§ INFORMATION SUPPLIED:
◇ ◇ ◇ ◇

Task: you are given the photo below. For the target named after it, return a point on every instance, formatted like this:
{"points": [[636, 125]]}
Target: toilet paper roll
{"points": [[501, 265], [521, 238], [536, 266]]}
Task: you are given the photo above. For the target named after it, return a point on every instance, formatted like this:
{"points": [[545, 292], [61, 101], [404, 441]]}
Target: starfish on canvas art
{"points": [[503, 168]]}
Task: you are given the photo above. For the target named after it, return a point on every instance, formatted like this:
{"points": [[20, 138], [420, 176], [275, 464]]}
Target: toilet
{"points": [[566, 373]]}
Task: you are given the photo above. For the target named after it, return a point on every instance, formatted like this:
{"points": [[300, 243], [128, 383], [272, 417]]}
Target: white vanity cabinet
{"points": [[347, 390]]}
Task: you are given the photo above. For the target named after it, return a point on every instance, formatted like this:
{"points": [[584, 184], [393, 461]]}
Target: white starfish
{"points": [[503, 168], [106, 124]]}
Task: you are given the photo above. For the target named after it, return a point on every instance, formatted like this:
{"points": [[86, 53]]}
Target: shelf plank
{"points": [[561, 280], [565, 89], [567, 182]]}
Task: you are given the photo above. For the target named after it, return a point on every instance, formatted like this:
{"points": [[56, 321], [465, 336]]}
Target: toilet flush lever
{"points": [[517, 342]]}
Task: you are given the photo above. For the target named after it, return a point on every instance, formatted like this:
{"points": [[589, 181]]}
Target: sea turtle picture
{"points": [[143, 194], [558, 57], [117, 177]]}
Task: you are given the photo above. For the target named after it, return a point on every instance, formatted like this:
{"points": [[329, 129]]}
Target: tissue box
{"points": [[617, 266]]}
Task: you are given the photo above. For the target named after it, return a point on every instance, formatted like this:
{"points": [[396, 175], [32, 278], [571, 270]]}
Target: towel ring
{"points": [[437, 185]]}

◇ ◇ ◇ ◇

§ WHAT TO DO: Copy every line above word for word, with nothing changed.

§ IN RESPONSE:
Task: you are given the photo below. For the target named after it, return a point on every instance, formatted like this:
{"points": [[636, 125]]}
Target: toilet paper roll
{"points": [[501, 265], [521, 238], [536, 266]]}
Task: you are given the photo above. For the target named after it, return a point on every instance, formatted like this:
{"points": [[545, 292], [61, 101], [404, 441]]}
Target: starfish on canvas art
{"points": [[503, 168]]}
Task: you are given the photo above. For the target named after it, return a point on every instance, formatted like this:
{"points": [[20, 138], [420, 176], [275, 464]]}
Target: toilet
{"points": [[566, 373]]}
Task: you are given the photo above. For the target named after it, return a point on every instance, formatted like this:
{"points": [[300, 243], [128, 383], [272, 417]]}
Target: white vanity cabinet
{"points": [[347, 390]]}
Task: you are given the photo above. For the target named after it, return a point on every instance, formatted like this:
{"points": [[584, 184], [393, 461]]}
Target: white starfish
{"points": [[503, 168], [106, 124]]}
Task: you are given the photo above. For the target named after it, return a point on every instance, formatted like this:
{"points": [[86, 53]]}
Target: shelf plank
{"points": [[561, 280], [565, 89], [567, 182]]}
Task: you are given the photo above. For the target named after it, return a point on every instance, formatted like this:
{"points": [[56, 321], [465, 336]]}
Target: toilet flush lever
{"points": [[517, 342]]}
Task: you are given the photo above. For the target named after it, return a point on every instance, formatted like this:
{"points": [[589, 181]]}
Target: sea turtle picture
{"points": [[143, 194], [558, 57], [117, 177]]}
Task: you are given the photo above. For the target named after it, return a point on every instance, formatted like this:
{"points": [[329, 129]]}
Target: tissue box
{"points": [[617, 266]]}
Task: you are given the photo above. For the target named after it, return a point on every instance, formatted like this:
{"points": [[396, 175], [32, 278], [571, 270]]}
Target: towel ring
{"points": [[437, 185]]}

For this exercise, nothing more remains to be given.